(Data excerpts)
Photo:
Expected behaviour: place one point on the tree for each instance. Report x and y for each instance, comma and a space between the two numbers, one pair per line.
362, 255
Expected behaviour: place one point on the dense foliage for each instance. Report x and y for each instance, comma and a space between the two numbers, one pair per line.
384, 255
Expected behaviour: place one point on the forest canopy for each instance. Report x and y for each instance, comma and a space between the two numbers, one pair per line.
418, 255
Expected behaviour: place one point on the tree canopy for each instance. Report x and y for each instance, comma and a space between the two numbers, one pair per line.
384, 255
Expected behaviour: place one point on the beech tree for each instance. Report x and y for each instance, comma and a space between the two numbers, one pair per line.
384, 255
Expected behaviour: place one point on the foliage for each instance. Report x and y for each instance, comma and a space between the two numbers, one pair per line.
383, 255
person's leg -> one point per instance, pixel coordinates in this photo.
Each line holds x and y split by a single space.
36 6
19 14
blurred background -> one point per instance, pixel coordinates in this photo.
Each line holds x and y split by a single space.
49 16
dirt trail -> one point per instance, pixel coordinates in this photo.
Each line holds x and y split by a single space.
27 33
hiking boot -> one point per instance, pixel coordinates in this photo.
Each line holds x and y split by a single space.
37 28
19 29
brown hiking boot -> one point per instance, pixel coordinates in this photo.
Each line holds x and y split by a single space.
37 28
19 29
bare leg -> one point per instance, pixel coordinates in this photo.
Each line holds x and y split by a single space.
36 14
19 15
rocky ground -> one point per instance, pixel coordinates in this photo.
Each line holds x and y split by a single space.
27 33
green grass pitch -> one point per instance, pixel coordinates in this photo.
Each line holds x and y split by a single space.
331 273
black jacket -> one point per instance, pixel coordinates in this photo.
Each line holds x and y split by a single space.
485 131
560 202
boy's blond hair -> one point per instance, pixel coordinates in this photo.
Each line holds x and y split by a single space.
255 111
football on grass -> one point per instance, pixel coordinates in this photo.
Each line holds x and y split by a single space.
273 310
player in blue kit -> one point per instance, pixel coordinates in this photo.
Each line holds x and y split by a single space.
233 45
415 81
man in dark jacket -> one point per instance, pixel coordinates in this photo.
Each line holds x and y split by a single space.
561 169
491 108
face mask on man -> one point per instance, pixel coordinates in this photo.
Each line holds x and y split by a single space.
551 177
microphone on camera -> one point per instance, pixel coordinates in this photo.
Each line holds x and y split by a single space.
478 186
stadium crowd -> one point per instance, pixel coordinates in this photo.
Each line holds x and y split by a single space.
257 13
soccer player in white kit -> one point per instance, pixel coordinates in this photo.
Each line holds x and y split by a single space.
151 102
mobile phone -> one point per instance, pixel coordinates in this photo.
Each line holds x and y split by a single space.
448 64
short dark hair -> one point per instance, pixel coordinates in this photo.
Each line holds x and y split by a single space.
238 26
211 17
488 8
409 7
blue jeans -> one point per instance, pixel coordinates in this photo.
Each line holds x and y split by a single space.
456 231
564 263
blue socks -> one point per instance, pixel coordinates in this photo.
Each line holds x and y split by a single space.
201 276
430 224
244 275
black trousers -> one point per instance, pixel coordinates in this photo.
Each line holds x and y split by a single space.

--

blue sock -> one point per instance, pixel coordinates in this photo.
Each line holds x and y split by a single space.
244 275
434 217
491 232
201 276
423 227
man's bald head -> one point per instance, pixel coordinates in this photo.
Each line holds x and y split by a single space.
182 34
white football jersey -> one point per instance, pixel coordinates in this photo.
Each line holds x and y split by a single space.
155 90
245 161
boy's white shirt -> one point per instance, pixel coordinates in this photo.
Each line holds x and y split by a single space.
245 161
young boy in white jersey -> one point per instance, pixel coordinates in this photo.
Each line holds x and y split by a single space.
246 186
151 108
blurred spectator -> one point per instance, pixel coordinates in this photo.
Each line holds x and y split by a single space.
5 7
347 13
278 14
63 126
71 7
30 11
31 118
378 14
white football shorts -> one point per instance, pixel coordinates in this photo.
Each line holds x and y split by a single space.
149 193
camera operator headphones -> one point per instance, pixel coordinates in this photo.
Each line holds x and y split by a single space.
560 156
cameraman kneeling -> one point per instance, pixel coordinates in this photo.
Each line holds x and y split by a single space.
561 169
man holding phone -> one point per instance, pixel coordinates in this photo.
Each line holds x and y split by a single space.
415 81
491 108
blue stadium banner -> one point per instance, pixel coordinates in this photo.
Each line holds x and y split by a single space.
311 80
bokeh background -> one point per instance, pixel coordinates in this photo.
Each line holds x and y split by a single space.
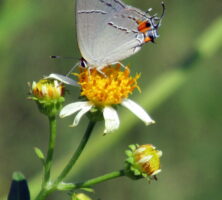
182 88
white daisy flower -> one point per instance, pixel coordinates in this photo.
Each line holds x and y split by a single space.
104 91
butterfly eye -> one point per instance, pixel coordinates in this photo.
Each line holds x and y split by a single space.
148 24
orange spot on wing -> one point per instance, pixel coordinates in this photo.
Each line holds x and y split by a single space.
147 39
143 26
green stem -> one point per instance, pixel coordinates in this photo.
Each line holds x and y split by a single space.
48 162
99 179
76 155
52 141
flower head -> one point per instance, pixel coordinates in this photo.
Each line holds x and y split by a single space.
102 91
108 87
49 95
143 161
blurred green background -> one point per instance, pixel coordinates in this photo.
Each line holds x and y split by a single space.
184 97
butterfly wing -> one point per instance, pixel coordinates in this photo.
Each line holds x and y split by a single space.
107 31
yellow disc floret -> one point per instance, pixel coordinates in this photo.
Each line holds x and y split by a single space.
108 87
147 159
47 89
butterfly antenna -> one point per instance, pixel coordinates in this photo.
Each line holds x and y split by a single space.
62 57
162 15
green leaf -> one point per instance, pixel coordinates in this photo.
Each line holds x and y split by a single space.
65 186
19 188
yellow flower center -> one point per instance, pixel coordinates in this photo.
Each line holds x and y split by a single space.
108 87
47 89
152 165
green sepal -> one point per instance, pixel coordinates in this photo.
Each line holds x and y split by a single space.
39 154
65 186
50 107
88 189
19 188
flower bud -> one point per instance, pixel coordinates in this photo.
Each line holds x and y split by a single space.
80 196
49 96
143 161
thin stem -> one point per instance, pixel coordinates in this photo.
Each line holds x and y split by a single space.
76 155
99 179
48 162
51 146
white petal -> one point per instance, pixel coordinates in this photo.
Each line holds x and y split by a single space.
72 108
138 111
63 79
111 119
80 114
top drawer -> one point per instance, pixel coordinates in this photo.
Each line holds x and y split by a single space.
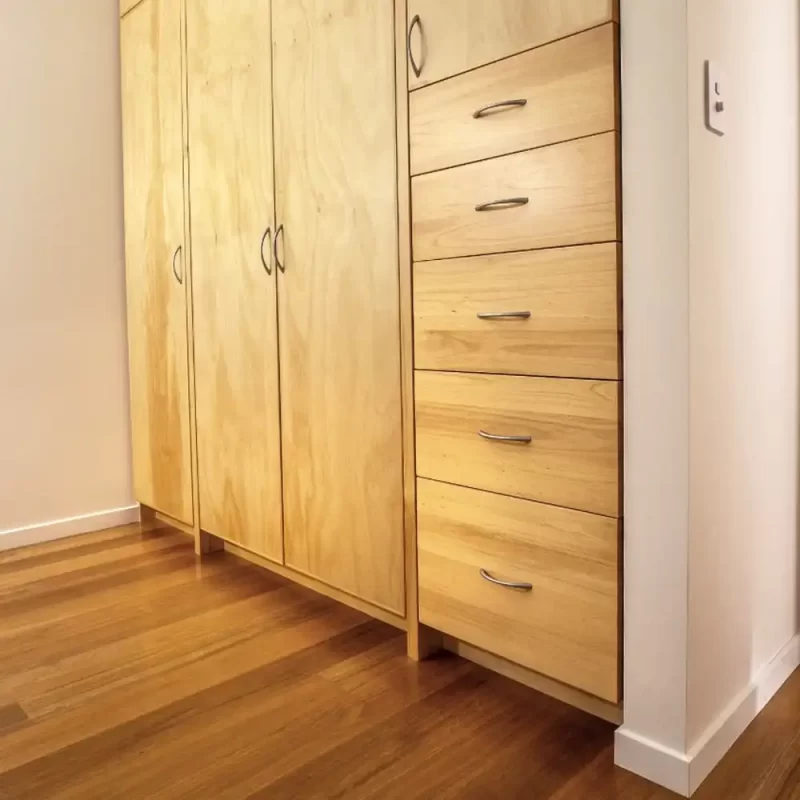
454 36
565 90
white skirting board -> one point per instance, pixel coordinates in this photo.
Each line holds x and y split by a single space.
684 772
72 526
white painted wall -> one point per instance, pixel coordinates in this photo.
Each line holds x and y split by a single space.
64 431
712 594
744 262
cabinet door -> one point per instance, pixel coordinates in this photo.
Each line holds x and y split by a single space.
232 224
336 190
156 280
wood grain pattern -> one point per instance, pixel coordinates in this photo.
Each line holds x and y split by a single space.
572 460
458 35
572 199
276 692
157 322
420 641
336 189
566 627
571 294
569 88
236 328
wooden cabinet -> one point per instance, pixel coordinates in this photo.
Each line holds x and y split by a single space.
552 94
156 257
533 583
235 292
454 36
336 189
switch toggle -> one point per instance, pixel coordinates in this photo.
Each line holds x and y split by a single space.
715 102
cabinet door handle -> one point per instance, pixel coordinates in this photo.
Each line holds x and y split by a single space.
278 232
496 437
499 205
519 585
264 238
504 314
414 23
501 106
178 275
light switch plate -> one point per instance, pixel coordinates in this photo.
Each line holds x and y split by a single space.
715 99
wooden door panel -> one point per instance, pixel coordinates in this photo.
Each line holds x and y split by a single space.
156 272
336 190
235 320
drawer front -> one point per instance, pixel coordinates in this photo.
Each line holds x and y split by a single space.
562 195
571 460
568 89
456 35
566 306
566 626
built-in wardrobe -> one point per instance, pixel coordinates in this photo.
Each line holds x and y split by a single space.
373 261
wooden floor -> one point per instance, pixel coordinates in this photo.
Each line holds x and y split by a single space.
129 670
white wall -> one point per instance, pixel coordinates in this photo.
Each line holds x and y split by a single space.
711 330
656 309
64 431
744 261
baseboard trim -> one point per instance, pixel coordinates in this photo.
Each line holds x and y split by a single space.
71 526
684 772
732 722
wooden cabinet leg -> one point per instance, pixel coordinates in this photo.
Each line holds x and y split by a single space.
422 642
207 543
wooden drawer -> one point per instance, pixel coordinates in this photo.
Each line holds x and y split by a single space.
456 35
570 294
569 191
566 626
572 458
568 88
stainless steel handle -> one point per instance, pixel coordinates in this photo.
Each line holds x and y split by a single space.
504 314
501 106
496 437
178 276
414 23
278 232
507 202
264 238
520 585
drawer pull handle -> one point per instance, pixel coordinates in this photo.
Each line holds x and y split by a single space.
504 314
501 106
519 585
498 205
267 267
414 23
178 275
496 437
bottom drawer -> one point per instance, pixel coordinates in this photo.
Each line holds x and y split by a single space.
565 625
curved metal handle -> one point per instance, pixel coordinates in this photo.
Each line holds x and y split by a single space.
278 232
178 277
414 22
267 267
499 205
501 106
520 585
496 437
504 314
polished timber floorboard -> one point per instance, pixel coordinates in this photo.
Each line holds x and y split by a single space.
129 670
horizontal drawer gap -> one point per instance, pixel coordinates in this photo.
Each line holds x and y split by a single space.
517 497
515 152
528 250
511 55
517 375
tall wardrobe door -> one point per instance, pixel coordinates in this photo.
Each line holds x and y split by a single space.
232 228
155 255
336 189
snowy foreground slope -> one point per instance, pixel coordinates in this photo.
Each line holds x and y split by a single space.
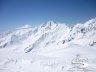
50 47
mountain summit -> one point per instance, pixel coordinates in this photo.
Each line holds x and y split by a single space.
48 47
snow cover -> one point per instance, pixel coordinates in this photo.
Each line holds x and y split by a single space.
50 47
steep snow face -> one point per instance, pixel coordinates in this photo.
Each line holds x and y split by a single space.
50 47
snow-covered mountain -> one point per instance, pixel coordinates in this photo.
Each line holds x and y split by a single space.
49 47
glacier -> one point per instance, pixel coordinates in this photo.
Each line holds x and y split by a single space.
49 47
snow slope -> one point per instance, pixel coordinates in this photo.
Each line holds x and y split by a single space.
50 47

• _REQUIRED ACTION_:
Check each line above for the string "football", then copy the ones that have it.

• _COMPLETED TASK_:
football on grass -> one point per instance, pixel coordinates in this photo.
white football jersey -> one point per instance, pixel coordinates in this photo.
white football shorts -> one point per instance, pixel coordinates in this photo.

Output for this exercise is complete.